## Task to complete
Can the data below be set down again exactly, line for line?

-- BEGIN Data section --

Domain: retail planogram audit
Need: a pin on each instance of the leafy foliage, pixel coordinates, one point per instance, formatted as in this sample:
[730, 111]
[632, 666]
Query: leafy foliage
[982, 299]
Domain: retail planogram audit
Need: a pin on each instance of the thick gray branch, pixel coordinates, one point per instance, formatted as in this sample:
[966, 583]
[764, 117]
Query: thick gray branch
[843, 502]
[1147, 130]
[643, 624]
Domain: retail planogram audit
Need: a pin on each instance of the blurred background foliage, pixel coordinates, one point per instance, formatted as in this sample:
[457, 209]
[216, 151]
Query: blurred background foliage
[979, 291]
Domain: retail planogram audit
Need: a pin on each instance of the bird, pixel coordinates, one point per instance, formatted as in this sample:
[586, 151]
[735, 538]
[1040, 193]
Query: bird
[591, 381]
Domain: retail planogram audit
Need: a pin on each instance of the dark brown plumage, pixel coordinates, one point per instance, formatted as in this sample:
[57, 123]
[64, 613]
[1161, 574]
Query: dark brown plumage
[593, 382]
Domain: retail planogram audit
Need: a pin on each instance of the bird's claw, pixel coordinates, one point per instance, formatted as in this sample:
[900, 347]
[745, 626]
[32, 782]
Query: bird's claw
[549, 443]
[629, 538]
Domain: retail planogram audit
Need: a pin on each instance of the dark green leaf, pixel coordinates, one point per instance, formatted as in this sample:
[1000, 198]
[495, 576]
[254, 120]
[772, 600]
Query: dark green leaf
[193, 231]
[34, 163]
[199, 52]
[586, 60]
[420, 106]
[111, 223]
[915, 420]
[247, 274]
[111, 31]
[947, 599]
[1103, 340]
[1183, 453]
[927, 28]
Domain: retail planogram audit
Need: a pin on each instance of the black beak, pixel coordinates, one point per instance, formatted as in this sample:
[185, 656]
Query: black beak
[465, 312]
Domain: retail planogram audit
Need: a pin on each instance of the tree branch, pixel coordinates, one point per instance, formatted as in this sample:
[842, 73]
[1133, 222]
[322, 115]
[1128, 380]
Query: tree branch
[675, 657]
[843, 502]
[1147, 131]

-- END Data section --

## Correct output
Domain: retail planogram audit
Need: a pin on each instance of the leafy foliage, pixel coordinates, one point per instance, formatted as in this sample:
[730, 111]
[632, 666]
Query: leafy foliage
[982, 299]
Domain: retail planogram audit
Need: a pin on each instance of the thick gray branch, pixel coordinates, one point per instance, formatted as in this sample:
[966, 583]
[764, 117]
Query: thick gray branch
[843, 502]
[1147, 130]
[643, 624]
Domain: retail planogram audit
Need: a pin on each instance of the blurred background foliage, pixel coordinates, one point per instance, formatted as in this sample:
[457, 209]
[216, 151]
Query: blurred background foliage
[979, 291]
Domain: retail planogram audit
Need: a pin on each instance of the bird, pixel coordinates, one point per instance, formatted as in this sample:
[586, 151]
[735, 538]
[1040, 193]
Query: bird
[591, 381]
Domain: retail planogram audit
Need: a pin on each instance of the dark brown plumage, pixel coordinates, one point per instance, formatted as in this sample:
[57, 123]
[64, 613]
[1161, 574]
Query: dark brown plumage
[593, 382]
Domain: retail planogram audit
Need: a pin on each instance of the bird's claw, pixel coordinates, one point per instance, formatted as in this sample:
[900, 347]
[745, 626]
[32, 782]
Query: bird's claw
[549, 443]
[629, 538]
Domain: retail planogram audit
Need: a pin on each instance of the dark green leaf, pixel coordinates, one point per instance, formatted as in this sample:
[1000, 198]
[495, 576]
[254, 120]
[772, 600]
Query: dark green leaf
[193, 231]
[34, 163]
[199, 52]
[586, 60]
[420, 106]
[111, 223]
[915, 420]
[247, 274]
[111, 31]
[947, 599]
[1103, 340]
[1183, 453]
[927, 28]
Domain: retail planogram audit
Need: a pin on each instance of the black beak, pixel coordinates, one point per instance, formatted as in this sample:
[185, 656]
Query: black beak
[465, 312]
Domain: retail planogram audit
Need: a pin on each instance of the tree branch, pixel coordinates, one point per instance, formatted as in this sample:
[842, 73]
[1133, 222]
[322, 115]
[1128, 380]
Query: tree branch
[675, 657]
[843, 502]
[1147, 131]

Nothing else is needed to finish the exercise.